■ Задачи:
A – Кто руководит студией «Золотой петух», согласно статье о театральных исканиях?
B – Назовите все спектакли, упомянутые в статье о театральных исканиях.
C – Пожалуйста, продолжите статью о театральных исканиях после последнего приведенного в ней предложения.

■ Фрагмент текста:
ИЗ ТЕАТРАЛЬНЫХ ИСКАНИЙ

Впервые напечатано в газете «Известия ВЦИК», 1923, № 15, 24 января. Печатается по тексту сборника «Театр и революция».

Я присутствовал на втором спектакле «Бориса Годунова» Лобанова в студии «Золотой петух» 1, руководимой одним из замечательнейших артистов Москвы, по моему мнению, ею недостаточно оцененным, — К. Эггертом.

Этот спектакль, с которым можно не соглашаться, является тем не менее весьма интересной формой театральных исканий. Это отнюдь не есть чистое новаторство, против которого, когда оно идет здоровым путем, конечно, никто не станет возражать. Не есть это и театральная археология, против которой можно было бы возражать скорей, даже в случае правильных методов ее. Это — попытка создать отчасти новый фундамент, отчасти дать новую форму, так сказать, пластически–декламационную, стилю Камерного театра, оперевши его на ложноклассической трагедии, которая откровенно и сильно пропущена сквозь барокко.

Если хотите, это продолжение того пути, на который вступил Таиров со своей «Федрой». Там и Брюсов, и режиссер, и Коонен, и особенно тот же Эггерт добрались сквозь ложноклассическую драму (я употребляю этот термин, хотя он и глуп до невозможности, только в силу его общей понятности) до античности. Я уже писал и еще раз готов подтвердить, что Расин гораздо античнее, чем думают, и что обычное представление о нем как о придворном поэте по преимуществу должно быть поставлено на самый задний план рядом с новыми исследованиями, рисующими его нам представителем буржуазных янсенистов, апеллирующим уже почти по–робеспьеровски к античной добродетельной тенденции.

Но Таиров в работе над «Федрой» провел ее сквозь две стилизации, так сказать, сквозь керамический стиль VII—VI века греческой культуры (что во всей чистоте в отношении пластики удалось только Эггерту и некоторым фигурантам) и сквозь свой камерный стиль с его еще не исчезнувшим, потерявшимся только с веселой «Жирофле» 2, привкусом декадентства. Расин был, так сказать, раздернут на две стороны. Быть может, слишком подвинут назад к глубинным слоям греческой культуры и в то же время слишком поднят к нашему времени, к футуристическим формам. В этом и большие достоинства и неоспоримые недостатки постановки, тем не менее не только крайне интересной как искание, но и представляющей собою заметное достижение.

Я не знаю идей, которыми руководился Эггерт при выборе пьесы или постановке ее, я об этом только догадываюсь. Я говорю про то, что я увидел, а не про то, что имел в мыслях Эггерт.

Это, впрочем, относится и к Таирову с его «Федрой».

■ Записанные данные:
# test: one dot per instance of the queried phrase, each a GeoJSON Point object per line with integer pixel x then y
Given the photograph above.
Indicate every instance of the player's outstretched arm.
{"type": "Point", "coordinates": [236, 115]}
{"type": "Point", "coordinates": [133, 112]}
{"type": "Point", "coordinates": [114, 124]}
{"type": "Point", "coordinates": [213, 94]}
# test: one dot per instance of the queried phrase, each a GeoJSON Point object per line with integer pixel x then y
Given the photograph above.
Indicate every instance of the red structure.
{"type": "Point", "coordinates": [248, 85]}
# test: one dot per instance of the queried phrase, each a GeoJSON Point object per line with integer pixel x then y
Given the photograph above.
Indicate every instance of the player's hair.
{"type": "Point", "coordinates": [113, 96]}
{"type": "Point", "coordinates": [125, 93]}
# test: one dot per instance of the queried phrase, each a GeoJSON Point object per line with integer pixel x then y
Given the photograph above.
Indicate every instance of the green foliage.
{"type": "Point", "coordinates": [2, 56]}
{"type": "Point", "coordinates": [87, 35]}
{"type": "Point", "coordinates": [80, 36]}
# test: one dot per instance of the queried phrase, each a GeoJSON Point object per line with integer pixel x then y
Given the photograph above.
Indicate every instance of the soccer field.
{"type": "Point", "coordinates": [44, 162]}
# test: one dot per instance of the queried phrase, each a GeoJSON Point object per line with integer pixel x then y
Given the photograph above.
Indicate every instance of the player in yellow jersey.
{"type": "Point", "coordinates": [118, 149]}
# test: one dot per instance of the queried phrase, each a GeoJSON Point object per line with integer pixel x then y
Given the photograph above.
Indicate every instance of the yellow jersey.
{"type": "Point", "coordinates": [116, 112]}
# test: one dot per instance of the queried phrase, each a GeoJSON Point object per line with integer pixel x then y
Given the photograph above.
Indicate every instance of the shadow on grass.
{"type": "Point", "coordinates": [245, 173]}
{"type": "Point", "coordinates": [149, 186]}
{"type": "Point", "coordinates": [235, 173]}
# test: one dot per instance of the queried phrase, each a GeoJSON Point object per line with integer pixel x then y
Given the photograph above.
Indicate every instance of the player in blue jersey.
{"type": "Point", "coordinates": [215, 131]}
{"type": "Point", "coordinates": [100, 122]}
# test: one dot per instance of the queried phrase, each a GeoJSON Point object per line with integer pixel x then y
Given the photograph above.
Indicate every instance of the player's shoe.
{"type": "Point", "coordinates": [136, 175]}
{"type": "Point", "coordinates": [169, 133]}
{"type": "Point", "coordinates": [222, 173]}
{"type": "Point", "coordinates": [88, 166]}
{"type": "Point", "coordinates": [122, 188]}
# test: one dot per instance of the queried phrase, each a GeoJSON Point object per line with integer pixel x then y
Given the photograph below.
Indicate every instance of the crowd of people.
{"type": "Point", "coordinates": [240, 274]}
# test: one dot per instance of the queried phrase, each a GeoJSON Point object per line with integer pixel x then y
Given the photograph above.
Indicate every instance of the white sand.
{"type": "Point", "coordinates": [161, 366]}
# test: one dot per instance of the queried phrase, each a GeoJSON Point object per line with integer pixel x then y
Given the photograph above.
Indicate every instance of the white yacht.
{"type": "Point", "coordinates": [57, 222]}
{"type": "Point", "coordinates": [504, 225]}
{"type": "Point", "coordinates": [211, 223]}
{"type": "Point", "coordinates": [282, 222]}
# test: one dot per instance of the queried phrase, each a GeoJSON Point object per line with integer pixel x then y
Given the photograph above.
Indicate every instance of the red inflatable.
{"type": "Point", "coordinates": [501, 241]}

■ Ответы по задачам:
A – К. Эггерт.

B – «Борис Годунов», «Федра», «Жирофле».

C –
Но вот как мне рисуется внутренняя мысль этого интересного, к сожалению, скрытого от культурной и даже передовой Москвы спектакля. Пьеса Лобанова — ложноклассическая пьеса. Она недалеко еще ушла от хороших пьес Озерова. В отношении драматической структуры она стоит даже ниже озеровских драм (чтобы не было недоразумений, оговорюсь: я считаю озеровские драмы высокохудожественными произведениями, но сейчас не об этом речь). Тем не менее сказывается и то, что Лобанов — современник Пушкина, что его «Борис» писался одновременно с великим «Борисом» Пушкина. В языке его еще много велеречия, но есть и жизнь более реалистическая, чем у монументального Озерова. С Лобановым как будто русский театр уже втягивался в это русло реализма в высоком смысле этого слова, по которому катил свои волны поток пушкинского гения.

Пьеса построена плохо, кроме того, она невыносимо патриотична и религиозна. Патриотизм Эггерт вытравил в значительной мере. Христианство волей–неволей осталось, и пьеса, кончающаяся почти клоделевским эффектом, как бы запечатлевается знамением креста в фигуре молящейся у трупа Бориса Ксении.

Все это для нашего времени несомненный минус. Мы живем еще не в такие дни, когда можно с эстетическим равнодушием проходить мимо подобных привкусов. Да кроме того, в пьесе нет, в сущности, никакой драмы, есть огромная патетическая фигура Бориса, окруженная сплетением других меньших патетических фигур. И перед зрителем в действительно волнующих монологах и монологоподобных диалогах протекает театрализованная, гиперболизованная история страданий и крушения преступной души на троне.

Когда читаешь драму Лобанова, то не можешь отрицать замечательной красоты его языка, достойной удивления силы некоторых снов, которые рассказывают друг другу Борис и Мария, но все же не угадываешь, какой запас патетически–декламационный и пластический лежит в этих горячих строфах. Эггерт рассмотрел здесь эту патетику, и так как он всюду прежде всего искал патетики, то он и остановился на этой малоизвестной, но необычайно патетической пьесе.

Под патетикой Эггерт (здесь не прошли бесследно уроки Таирова) разумеет не «переживания», а театральный материал, дающий возможность повышенной выразительности голоса и жеста.

И тут Эггерт достиг больших результатов. Я не знаю талантов его актеров, так как вижу их первый раз, но играли они талантливо.

Отмечу и достоинства и недостатки, настолько общие всем актерам, что они, очевидно, относятся к их вождю — Эггерту.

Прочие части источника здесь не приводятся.